> _Task requirements_
Show every line below where "yellow" appears.
━━━━━ Source material
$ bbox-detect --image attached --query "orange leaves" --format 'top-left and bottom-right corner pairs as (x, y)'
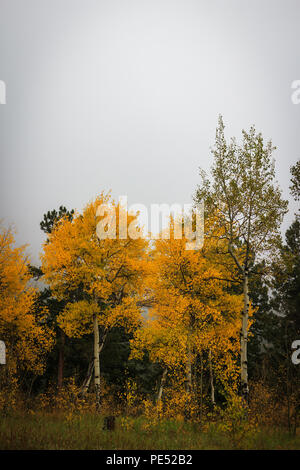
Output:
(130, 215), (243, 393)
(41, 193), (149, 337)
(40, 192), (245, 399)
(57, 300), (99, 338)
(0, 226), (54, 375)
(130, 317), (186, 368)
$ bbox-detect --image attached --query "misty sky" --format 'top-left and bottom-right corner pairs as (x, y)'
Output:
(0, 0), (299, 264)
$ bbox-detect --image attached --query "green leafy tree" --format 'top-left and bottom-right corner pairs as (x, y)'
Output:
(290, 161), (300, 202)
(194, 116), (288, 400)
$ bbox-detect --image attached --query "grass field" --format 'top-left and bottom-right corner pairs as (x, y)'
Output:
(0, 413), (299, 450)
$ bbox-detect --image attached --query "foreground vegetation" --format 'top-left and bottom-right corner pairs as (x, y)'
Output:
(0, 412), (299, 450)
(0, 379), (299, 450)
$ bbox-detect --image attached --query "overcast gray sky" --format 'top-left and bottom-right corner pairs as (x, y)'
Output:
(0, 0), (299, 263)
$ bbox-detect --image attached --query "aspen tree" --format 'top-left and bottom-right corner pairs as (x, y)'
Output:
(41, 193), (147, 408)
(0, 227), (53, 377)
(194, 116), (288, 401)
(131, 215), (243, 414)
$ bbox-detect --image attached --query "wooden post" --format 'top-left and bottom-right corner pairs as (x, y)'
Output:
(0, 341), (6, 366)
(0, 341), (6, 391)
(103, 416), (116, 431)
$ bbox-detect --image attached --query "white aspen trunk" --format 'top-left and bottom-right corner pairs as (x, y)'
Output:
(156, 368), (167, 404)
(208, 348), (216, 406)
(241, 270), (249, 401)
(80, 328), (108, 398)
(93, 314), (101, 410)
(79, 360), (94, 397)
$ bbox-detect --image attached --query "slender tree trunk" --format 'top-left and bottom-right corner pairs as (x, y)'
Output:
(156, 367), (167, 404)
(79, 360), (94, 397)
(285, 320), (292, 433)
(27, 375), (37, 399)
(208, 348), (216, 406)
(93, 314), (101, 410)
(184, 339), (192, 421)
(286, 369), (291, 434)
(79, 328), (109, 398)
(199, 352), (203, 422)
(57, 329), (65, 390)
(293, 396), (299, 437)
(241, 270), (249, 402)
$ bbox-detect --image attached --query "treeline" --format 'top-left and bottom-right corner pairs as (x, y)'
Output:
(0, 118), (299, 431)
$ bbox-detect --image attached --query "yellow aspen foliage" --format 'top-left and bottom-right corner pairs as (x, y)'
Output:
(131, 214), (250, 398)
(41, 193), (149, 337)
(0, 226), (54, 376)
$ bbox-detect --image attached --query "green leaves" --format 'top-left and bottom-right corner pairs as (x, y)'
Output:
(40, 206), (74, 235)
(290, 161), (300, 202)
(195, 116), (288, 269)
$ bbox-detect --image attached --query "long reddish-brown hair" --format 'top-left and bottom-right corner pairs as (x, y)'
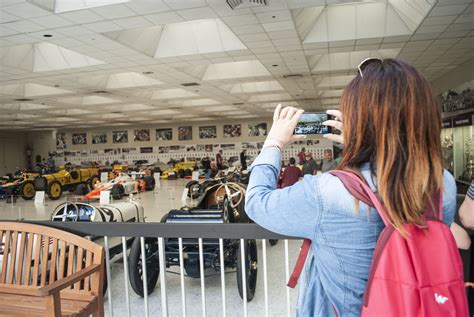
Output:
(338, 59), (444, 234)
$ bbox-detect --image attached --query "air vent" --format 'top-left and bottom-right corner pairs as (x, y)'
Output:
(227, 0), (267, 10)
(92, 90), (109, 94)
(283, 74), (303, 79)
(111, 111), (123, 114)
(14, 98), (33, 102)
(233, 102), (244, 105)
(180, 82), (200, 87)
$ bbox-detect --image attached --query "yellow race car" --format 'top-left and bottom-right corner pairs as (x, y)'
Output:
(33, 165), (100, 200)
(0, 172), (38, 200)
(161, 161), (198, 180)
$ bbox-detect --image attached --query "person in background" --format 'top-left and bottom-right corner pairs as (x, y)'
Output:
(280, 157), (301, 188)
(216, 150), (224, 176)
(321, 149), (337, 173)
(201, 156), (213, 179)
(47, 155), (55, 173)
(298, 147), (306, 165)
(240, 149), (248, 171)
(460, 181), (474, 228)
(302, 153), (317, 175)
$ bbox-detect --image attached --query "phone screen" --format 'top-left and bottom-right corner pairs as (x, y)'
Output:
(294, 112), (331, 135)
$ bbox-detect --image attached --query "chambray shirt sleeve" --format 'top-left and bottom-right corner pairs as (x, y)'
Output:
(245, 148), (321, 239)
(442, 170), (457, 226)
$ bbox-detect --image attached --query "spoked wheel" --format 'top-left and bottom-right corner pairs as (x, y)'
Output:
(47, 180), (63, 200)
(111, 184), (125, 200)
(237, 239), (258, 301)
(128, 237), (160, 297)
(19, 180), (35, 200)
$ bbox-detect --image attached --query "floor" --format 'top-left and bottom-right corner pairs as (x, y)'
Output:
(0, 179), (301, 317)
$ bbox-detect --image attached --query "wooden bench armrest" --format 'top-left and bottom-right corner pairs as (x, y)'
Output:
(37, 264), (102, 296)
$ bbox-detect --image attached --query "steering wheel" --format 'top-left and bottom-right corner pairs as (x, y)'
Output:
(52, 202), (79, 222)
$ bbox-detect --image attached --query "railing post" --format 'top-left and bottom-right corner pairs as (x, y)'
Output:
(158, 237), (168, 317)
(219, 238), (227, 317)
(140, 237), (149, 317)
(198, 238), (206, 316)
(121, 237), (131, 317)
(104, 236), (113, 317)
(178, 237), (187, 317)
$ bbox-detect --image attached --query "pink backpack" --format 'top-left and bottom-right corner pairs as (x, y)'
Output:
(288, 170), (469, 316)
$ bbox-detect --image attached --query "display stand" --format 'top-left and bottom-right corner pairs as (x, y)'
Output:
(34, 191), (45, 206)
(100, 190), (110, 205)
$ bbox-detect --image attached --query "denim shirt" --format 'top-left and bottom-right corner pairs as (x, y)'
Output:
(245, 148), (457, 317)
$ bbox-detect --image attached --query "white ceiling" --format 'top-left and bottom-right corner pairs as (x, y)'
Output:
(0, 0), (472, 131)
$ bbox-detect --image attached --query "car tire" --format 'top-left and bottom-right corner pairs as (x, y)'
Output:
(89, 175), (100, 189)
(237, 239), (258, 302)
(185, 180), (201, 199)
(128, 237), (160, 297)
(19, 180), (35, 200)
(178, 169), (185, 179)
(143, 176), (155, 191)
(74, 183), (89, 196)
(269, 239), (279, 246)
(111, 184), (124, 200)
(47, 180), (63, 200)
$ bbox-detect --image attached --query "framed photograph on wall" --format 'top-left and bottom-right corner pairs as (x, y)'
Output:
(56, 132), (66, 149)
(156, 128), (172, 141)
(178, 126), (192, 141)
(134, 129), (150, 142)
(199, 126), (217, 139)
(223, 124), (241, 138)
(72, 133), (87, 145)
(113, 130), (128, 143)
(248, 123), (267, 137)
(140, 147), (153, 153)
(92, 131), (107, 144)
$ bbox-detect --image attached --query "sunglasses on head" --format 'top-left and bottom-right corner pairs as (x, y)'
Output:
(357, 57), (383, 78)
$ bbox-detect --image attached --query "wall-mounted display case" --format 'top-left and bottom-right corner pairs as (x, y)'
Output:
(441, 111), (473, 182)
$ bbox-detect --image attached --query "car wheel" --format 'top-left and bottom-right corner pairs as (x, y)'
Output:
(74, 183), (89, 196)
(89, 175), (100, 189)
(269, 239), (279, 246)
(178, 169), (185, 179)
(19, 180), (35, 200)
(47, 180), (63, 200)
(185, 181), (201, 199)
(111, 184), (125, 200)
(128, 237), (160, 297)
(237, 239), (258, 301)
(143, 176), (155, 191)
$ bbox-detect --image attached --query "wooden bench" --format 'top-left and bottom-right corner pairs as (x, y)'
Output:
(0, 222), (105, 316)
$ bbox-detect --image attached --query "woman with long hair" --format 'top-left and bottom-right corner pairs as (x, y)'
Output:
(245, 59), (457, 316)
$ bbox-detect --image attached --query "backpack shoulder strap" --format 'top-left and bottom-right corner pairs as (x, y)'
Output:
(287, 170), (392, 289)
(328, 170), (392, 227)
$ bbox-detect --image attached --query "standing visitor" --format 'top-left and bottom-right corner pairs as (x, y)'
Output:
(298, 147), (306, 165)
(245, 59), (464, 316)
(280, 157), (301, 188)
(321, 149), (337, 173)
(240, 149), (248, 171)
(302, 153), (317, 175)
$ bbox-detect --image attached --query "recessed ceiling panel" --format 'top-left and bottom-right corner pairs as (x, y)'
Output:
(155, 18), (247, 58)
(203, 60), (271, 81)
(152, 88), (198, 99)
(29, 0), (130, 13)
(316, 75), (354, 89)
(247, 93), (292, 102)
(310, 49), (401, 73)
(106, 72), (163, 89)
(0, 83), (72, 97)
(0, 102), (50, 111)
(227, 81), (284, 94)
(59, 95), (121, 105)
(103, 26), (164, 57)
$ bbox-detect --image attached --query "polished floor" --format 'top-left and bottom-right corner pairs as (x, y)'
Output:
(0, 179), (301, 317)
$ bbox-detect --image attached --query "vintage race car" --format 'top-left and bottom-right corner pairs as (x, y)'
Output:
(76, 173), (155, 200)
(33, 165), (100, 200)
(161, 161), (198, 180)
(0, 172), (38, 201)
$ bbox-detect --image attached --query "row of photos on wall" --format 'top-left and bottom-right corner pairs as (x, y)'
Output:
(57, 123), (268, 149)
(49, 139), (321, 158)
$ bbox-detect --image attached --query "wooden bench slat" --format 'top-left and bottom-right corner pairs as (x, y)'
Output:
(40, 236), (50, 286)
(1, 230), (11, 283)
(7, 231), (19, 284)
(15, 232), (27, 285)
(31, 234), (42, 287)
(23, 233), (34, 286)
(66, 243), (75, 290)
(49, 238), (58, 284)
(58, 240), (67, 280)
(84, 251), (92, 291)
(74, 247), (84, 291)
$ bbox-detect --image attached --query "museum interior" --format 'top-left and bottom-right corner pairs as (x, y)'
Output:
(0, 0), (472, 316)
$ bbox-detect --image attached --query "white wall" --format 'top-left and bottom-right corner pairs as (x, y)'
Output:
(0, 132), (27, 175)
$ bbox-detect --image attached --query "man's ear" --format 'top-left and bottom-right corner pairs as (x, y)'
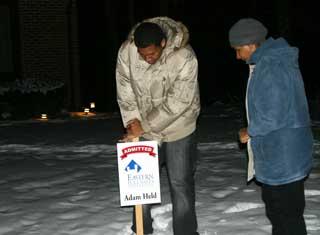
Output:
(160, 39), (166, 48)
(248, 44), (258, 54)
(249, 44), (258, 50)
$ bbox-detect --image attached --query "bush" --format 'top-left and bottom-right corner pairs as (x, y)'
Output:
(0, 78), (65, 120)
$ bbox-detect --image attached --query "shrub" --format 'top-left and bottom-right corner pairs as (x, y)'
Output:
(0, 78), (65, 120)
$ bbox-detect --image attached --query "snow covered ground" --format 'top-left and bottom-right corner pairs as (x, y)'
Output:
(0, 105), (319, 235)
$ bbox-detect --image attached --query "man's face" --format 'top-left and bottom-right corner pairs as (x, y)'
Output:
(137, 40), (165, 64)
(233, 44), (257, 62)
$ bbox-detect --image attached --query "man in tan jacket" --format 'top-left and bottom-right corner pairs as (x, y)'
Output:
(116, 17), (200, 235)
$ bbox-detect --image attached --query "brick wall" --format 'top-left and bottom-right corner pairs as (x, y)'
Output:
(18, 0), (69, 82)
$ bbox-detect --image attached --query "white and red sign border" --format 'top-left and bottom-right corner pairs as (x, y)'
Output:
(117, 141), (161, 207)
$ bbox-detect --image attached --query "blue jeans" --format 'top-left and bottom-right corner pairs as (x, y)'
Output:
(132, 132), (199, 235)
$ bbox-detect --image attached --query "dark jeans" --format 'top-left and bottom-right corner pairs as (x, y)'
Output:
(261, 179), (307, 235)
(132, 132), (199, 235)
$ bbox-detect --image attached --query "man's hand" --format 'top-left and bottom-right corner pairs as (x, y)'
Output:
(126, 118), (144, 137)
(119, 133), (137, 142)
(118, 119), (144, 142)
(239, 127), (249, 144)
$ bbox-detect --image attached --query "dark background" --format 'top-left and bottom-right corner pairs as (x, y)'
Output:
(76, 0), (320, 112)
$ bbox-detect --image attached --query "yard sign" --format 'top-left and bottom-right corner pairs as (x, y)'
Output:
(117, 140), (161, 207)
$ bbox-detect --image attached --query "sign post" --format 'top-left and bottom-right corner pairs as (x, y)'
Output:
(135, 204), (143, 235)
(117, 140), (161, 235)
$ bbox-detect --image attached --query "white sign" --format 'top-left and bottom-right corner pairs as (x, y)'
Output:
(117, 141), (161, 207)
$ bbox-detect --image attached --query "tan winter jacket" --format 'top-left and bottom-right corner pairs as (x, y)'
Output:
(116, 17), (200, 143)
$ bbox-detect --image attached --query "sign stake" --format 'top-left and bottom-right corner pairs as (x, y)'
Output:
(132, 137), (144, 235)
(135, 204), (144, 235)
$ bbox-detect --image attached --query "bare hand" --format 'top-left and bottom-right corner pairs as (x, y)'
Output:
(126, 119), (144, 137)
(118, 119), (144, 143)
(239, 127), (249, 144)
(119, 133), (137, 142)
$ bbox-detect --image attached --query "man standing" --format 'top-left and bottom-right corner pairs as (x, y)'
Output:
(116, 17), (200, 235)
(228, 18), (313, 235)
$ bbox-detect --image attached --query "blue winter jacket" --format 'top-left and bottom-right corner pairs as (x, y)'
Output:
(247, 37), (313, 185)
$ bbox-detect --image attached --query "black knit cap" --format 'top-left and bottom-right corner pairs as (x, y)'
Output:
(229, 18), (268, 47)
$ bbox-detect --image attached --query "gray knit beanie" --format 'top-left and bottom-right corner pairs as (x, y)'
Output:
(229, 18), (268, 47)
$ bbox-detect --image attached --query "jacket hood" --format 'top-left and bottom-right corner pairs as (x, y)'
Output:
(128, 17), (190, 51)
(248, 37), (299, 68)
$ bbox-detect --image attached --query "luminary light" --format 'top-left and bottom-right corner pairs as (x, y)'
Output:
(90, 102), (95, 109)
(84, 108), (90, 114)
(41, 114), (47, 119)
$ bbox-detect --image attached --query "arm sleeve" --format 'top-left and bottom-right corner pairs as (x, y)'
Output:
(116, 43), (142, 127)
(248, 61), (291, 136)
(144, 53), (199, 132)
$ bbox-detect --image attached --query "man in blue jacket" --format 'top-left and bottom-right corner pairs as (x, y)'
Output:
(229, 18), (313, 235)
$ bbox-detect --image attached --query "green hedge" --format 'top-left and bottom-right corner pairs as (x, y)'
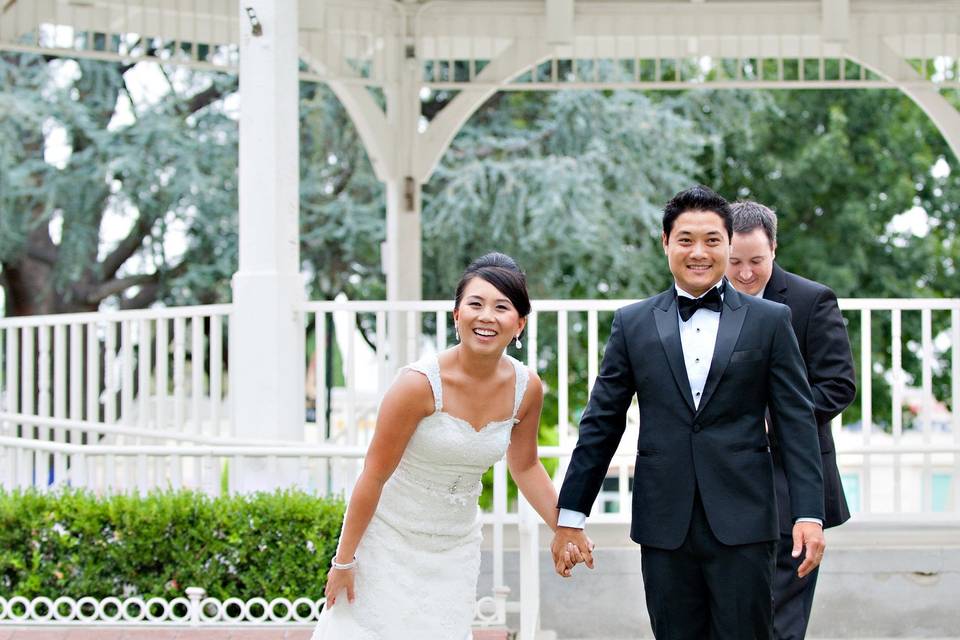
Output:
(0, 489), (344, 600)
━━━━━━━━━━
> _Exercise output_
$ bbox-detect --image attached --query "yellow aspen foliage" --format 'top-left and bottom-right corner pairs as (x, y)'
$ bbox-detect --image attached --query "yellow race car" --format 'top-left and bottom-right corner pairs as (x, y)'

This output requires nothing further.